* Selected passage *
____

Two things from labor and the hospital stand out.  My wife amazed me with composure, tears, complete red-face effort, and her humor. She cited most of Bill Cosby’s lines from his monologue about his wife’s birthing(s).

Colt inherited the humor.

The second thing was the hospital nursery.  As people visited and asked which in the nursery was Colt, we only responded, “the blonde”.  Walking down to the glass to view a room crammed with babies in bassinets and nurses hovering over a sea of future hopes, they saw only one towhead in the room.  His standing out like that continues.

We moved to Austin to work on my advanced degree.  We settled on the east side to a great little house close to campus and great public schools.  Colt attended his first birthday party, where I worked in the kitchen with other parents and we all laughed.  He ran yelling and shrieking, oblivious to being the only white kid playing games in the Austin summer sizzle.  The blond.

He was blessed to have older guys be big brothers: Aaron Stern and Josh Taylor.  He took up their mantle for kids in the Stillwater hood.  He skied fearlessly and drew on a quiet confidence.  I saw that confidence as I conducted leader training in Virginia for college students and brought Colt along — the eighth grader.

Two guys led worship (not so great) and one caught something in Colt’s face to ask, “Hey, you want to try?”  Colt silently nodded, “Yes,” calling his bluff.  All stopped.  The student walked across and handed the guitar to Colt and things improved dramatically.  They adopted him for the rest of the weekend.

In college, he thought Claire was stuck up when they both performed in Freshmen Follies and we sat in front of her parents.  Oddly, she thought the same, and four years later they were halfway out of the sanctuary after exchanging vows before 800 friends and family caught on that Clarie’s organ teacher was playing the Theme from Star Wars and

Four years ago we had no grandchildren, but then one night Claire told Colt her contractions were coming closer together.

I have waded far enough into life to drink deeply and watch large life cycles wash over us.  I am wealthy, blessed, overwhelmed, happy.  And I pray he is when Duke turns 30.

 

 

Two Men

Two men are sitting at the breakfast bar (we call it the aircraft carrier) in the gray drizzle of this day. 

One is a soldier, the other a painter.  One is younger, the other a child of the sixties.  

Both have traveled far more than Jill and I put together: Europe and her off-the beaten-paths places – Nepal, the Hindu Kush and some of the ‘smaller peaks’ there.

They can each tell their stories compellingly, articulately.  Jill weeps quietly at some of the stories.

They use Google Earth to view homes, the train station, pubs, galleries in Brighton, England.  We watch how the younger has transformed one small home in Brighton since the passing of his mother.

The painter shows in galleries, the soldier has an adventure business and aspires to be a stunt man.  

Both are tall, the older has white hair where he had blonde before, and he explains to the younger that his grandfather had red hair as does he.  

They are father and son. 

Father with all his failings, and son for all his longings.  They are tentatively, poignantly reaching to 

Reaching to touch each other after a gap, an abyss of thirty missed years.  

And I am pushed to see that every relationship that we have that is restored or that endures does so as Miracle, and nothing less. 

And I am stunned to think, as one friend pointed out, how many, many times this is being multiplied (and not even attempted to play out) when we treat our bodies as our own as if we will never answer to another, or to Another.  

The father is haltingly, sometimes painfully trying to answer to another man who came from his body, so many, many years ago.  

Maybe the best miracles always start this way, courage, uncertainty, admixture of pain and hope, and always a possibility.  Did God make us to always hope for the possibility that most seems like Home?

It’s all unfolding in my home because my wife has this courage, has this unwavering hope for possibilities that others scarcely dream.  You probably call that prayer.

____

* Work order *
Return everything in the passage from "The second thing" down to "like that continues.", copied word for word. Work from the passage alone.

____

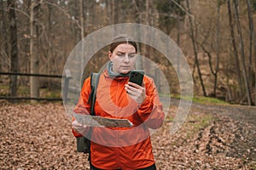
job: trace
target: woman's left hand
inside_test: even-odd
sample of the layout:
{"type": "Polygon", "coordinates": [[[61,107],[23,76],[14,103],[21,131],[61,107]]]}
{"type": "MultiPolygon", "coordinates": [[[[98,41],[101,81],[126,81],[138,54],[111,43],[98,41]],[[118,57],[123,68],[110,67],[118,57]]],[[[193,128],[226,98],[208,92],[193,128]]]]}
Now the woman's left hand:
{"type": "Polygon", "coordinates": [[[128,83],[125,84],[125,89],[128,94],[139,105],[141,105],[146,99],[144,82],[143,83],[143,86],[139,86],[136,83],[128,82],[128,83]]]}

____

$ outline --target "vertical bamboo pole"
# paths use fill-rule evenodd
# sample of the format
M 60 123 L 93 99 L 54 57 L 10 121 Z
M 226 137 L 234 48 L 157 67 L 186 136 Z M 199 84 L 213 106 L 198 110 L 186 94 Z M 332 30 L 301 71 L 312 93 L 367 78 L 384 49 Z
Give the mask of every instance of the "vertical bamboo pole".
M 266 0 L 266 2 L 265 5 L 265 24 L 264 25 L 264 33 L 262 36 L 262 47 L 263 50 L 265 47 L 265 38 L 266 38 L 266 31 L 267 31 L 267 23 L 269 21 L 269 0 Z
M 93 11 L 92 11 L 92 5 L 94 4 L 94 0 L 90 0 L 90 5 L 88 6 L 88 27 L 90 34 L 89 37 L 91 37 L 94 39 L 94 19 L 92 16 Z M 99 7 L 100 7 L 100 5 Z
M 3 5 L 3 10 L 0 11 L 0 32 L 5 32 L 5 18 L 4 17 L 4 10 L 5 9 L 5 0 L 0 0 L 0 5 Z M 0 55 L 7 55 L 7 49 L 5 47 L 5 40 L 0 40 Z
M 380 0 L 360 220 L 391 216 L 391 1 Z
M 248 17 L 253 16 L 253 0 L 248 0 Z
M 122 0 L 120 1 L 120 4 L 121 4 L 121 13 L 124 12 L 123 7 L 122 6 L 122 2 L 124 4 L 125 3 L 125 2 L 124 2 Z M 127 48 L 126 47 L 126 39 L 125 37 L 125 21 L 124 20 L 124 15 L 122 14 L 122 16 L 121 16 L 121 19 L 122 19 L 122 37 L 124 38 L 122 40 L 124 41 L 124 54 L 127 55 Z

____

* Exercise answer *
The second thing was the hospital nursery.  As people visited and asked which in the nursery was Colt, we only responded, “the blonde”.  Walking down to the glass to view a room crammed with babies in bassinets and nurses hovering over a sea of future hopes, they saw only one towhead in the room.  His standing out like that continues.